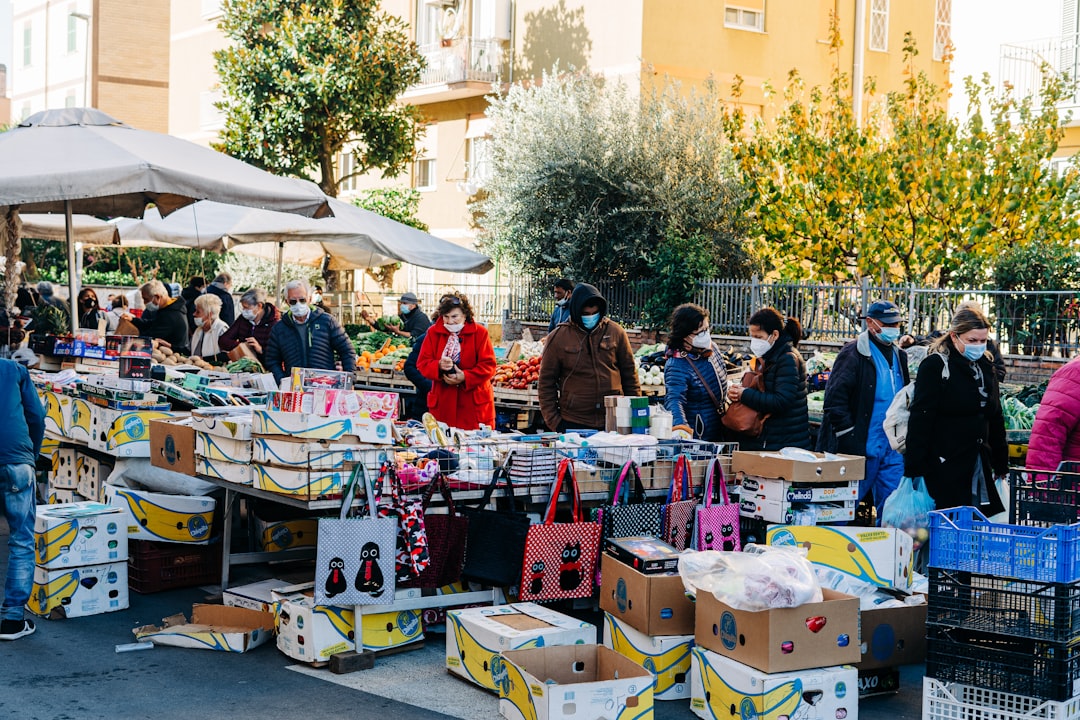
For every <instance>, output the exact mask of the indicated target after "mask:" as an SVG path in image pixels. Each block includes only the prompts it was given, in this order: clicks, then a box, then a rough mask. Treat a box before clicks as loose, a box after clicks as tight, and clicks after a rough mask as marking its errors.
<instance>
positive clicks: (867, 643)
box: [858, 603, 927, 670]
mask: <svg viewBox="0 0 1080 720" xmlns="http://www.w3.org/2000/svg"><path fill="white" fill-rule="evenodd" d="M860 633H861V637H862V643H861V646H860V650H861V651H862V653H863V657H862V660H860V661H859V663H858V666H859V669H860V670H870V669H877V668H883V667H895V666H897V665H912V664H916V663H922V662H926V656H927V604H926V603H922V604H915V606H905V607H903V608H879V609H876V610H863V611H862V613H860Z"/></svg>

* TASK DESCRIPTION *
Rewrite all of the rows above with every instance of "rough mask" changed to "coarse mask" and nothing else altered. Leave the pictures out.

* RESPONSE TO THE EXERCISE *
For every <instance>, output the exact mask of the indicated target after "mask:" as an SVG path in image pixels. Each block includes only the prompts it was given, in this order: clicks, then a box, then a coarse mask. Treat a box before clicks as loose, a box after clicks as tight, and clicks after a coarse mask as marking its errors.
<instance>
positive clicks: (867, 643)
box: [858, 603, 927, 670]
mask: <svg viewBox="0 0 1080 720" xmlns="http://www.w3.org/2000/svg"><path fill="white" fill-rule="evenodd" d="M860 633H861V637H862V643H861V646H860V650H861V651H862V653H863V657H862V660H860V661H859V663H858V666H859V669H860V670H870V669H877V668H883V667H895V666H897V665H912V664H916V663H922V662H926V656H927V604H926V603H922V604H915V606H905V607H903V608H879V609H876V610H863V611H862V613H860Z"/></svg>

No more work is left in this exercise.